* **WHAT TO DO**
Without the pictures, repeat the listing character for character.

* **INPUT**
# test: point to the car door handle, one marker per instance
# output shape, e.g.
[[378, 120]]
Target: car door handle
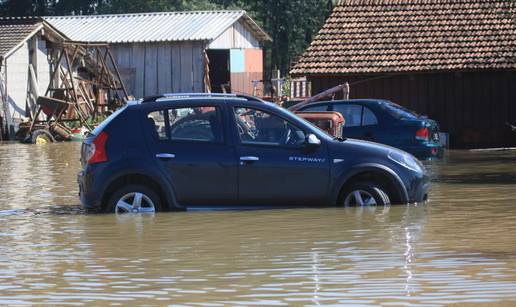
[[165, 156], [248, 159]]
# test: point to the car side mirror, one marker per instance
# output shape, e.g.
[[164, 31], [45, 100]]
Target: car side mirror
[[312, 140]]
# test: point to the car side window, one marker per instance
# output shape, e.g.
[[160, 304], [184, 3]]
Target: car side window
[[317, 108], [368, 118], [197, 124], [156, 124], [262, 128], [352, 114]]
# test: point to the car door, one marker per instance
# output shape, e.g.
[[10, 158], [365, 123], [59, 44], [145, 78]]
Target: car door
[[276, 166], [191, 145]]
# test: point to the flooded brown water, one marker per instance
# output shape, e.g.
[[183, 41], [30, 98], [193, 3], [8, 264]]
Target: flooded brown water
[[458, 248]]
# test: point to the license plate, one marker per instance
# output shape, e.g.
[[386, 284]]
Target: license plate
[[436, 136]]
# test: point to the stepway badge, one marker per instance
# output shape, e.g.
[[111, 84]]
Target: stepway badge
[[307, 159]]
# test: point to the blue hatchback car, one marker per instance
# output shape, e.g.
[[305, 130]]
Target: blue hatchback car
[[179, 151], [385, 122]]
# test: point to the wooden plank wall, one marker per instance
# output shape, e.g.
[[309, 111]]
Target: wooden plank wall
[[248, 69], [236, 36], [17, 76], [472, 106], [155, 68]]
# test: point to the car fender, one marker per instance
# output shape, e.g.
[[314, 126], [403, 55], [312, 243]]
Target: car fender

* **RESPONSE BOX**
# test: point to the car door handle, one marker per instance
# output shape, e.g.
[[378, 120]]
Target: car door handle
[[165, 156], [248, 159]]
# test: point to the car side mirror, one marker per instance
# output shape, e.g.
[[164, 31], [45, 100]]
Target: car side mirror
[[312, 140]]
# test: point to the car side window, one marker per instance
# output shape, e.g.
[[160, 304], [184, 3]]
Target: car side window
[[317, 108], [368, 118], [197, 124], [156, 124], [262, 128], [352, 114]]
# test: point to the car door, one marker per instance
# output shape, e.g.
[[10, 158], [365, 123], [59, 44], [145, 78]]
Target: car door
[[276, 166], [191, 145]]
# test: point to the flooded brown water, one marker per instance
# output shape, e.g.
[[183, 41], [30, 98], [193, 3], [8, 264]]
Target: flooded brown water
[[458, 248]]
# test: point to the license plate, one marker per instance
# output shape, e.g.
[[386, 284]]
Target: license plate
[[436, 136]]
# test: point to the stepway badge, one marker per instance
# output shape, e.g.
[[111, 84]]
Target: stepway badge
[[307, 159]]
# test: point to the blue hatchback car, one marker per instance
# output shape, e.g.
[[305, 130]]
Target: blue hatchback car
[[179, 151], [385, 122]]
# test: point to the wooden plank wall, one marker per instance
# output shape, e.g.
[[309, 111]]
Target: wooden plank wall
[[248, 69], [236, 36], [17, 76], [472, 106], [155, 68]]
# test: point to the car fender, one marker per instance
# output shape, e.g.
[[314, 126], [403, 55], [312, 243]]
Target: car fender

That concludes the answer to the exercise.